● Extract:
============================================================

The first thing that stands out is what you describe as a team doesn't seem to be a team. A team is "a group of individuals (human or non-human) working together to achieve their goal". Although you have a group of individuals and you may have a shared goal, it seems like everyone is working on their own work as individuals. It's not a collaborative environment. A good Scrum Team is highly collaborative, creating plans and goals, executing on work to achieve those goals, and regularly adjusting their plans and actions.

Story points are also relative estimates. Originally, they were a representation of ideal time and a load factor to help a team decide how much work they can achieve in a Sprint. Today, they are often viewed as a measure of size, effort, or complexity. Although there may be a relationship between size and complexity, it's not a direct relationship. There can be a complex piece of work that comes together nicely and is done quickly. There can also be small amounts of work that require a lot of time and attention to detail to get right. If you're trying to equate points to time, I'd recommend estimating in ideal hours and figuring out how many ideal hours exist in your two-week Sprint. There would be no more arguing about if something is an 8 or a 55 if someone asserts that it would take them N hours and they are the ones doing the work.

============================================================

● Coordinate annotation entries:
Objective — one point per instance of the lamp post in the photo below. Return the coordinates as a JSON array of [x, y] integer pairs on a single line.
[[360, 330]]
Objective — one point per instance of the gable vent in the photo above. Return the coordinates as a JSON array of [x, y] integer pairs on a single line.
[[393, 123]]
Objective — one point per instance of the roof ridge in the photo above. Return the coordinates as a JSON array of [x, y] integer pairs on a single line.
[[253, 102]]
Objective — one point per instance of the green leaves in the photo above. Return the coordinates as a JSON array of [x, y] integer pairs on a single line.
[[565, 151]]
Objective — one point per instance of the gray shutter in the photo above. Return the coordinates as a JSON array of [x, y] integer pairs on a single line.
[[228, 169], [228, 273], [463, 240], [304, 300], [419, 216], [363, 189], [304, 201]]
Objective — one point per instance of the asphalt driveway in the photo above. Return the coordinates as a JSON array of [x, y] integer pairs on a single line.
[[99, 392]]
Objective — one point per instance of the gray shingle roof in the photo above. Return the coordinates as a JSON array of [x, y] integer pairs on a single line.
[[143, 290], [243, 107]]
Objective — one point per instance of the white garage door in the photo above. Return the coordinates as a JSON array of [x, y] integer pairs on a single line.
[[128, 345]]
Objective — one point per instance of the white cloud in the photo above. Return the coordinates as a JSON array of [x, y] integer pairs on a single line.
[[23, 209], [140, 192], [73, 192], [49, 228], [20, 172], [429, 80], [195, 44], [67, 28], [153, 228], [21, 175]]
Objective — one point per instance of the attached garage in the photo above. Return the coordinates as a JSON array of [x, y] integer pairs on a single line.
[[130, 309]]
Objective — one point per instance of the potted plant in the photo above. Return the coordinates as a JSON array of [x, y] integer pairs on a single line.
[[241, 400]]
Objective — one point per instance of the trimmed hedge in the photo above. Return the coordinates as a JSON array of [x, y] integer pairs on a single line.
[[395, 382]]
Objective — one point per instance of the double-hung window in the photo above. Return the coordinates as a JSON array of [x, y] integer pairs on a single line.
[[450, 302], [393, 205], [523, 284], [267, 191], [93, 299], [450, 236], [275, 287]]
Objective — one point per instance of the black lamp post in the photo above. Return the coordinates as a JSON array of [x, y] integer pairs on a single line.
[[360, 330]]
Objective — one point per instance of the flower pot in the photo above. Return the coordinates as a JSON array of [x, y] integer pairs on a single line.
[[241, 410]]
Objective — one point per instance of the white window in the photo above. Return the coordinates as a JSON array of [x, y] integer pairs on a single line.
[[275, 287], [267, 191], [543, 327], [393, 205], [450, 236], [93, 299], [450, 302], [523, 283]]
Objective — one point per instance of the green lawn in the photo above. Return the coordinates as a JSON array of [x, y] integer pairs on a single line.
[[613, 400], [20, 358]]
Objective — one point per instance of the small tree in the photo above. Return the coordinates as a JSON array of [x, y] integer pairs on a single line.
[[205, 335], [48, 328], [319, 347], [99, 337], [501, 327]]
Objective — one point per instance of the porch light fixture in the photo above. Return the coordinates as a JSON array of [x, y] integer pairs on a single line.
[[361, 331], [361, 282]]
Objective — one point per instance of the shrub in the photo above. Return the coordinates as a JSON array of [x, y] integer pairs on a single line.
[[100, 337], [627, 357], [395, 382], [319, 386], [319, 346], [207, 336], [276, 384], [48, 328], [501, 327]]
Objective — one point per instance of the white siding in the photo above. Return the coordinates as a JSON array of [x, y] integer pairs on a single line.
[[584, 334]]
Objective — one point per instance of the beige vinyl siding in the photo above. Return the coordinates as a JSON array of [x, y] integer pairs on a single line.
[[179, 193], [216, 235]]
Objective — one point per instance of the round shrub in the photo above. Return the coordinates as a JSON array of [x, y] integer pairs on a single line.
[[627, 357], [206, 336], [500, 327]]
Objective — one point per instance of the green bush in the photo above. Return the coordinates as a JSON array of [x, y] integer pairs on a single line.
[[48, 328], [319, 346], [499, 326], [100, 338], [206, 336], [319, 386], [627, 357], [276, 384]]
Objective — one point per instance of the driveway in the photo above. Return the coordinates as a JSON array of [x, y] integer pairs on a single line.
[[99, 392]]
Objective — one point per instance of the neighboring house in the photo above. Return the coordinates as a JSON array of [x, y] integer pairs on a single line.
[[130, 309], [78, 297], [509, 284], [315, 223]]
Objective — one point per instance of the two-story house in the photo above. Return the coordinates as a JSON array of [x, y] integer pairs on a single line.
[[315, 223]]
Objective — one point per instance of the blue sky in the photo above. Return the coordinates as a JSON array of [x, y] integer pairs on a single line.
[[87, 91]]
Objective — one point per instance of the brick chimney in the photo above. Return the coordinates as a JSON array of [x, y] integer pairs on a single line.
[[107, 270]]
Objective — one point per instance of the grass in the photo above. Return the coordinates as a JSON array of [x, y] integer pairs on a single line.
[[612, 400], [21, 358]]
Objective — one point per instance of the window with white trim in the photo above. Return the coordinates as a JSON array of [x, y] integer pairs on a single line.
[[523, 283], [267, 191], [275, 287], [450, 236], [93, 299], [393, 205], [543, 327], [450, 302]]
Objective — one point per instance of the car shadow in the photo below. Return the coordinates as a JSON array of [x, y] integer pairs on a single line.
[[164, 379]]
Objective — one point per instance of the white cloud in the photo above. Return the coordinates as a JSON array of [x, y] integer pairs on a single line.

============================================================

● What to do:
- A) In the text about Scrum, what were story points originally a representation of?
- B) Rewrite the rows from the line with "Objective — one point per instance of the white window" to the line with "[[627, 357], [206, 336], [500, 327]]", substituting "bush" for "shrub" and leaving everything else unchanged.

● Solutions per task:
- A) Ideal time and a load factor to help a team decide how much work they can achieve in a Sprint.

- B)
Objective — one point per instance of the white window in the photo above. Return the coordinates as a JSON array of [x, y] integer pairs on a single line.
[[275, 287], [267, 191], [543, 327], [393, 205], [450, 236], [93, 299], [450, 302], [523, 283]]
Objective — one point per instance of the green lawn in the photo above. Return the coordinates as a JSON array of [x, y] integer pairs on a single line.
[[613, 400], [20, 358]]
Objective — one point per instance of the small tree in the photo above. Return the coordinates as a JSON array of [x, y] integer pairs on a single line.
[[205, 335], [48, 328], [319, 347], [99, 337], [501, 327]]
Objective — one point per instance of the porch light fixture in the photo above. Return the coordinates as a JSON array of [x, y] integer pairs on a single line.
[[361, 331], [361, 282]]
Objective — one point per instance of the bush in the photo above. Return the coordinates as a JSON array of [x, y] integer pairs on a single line.
[[100, 337], [627, 357], [395, 382], [319, 386], [319, 346], [207, 336], [276, 384], [48, 328], [501, 327]]
Objective — one point per instance of the white siding in the photo above. Return the coordinates as a JSON array of [x, y] integer pairs on a single line.
[[584, 334]]
Objective — one point per instance of the beige vinyl siding in the photo above. Return the coordinates as a JSON array of [x, y] integer pairs on a single line.
[[179, 193], [216, 235]]
Objective — one point per instance of the round bush in the photo above. Return the coordinates as a JSON array of [x, y] integer pairs on a single line.
[[627, 357], [206, 336], [500, 327]]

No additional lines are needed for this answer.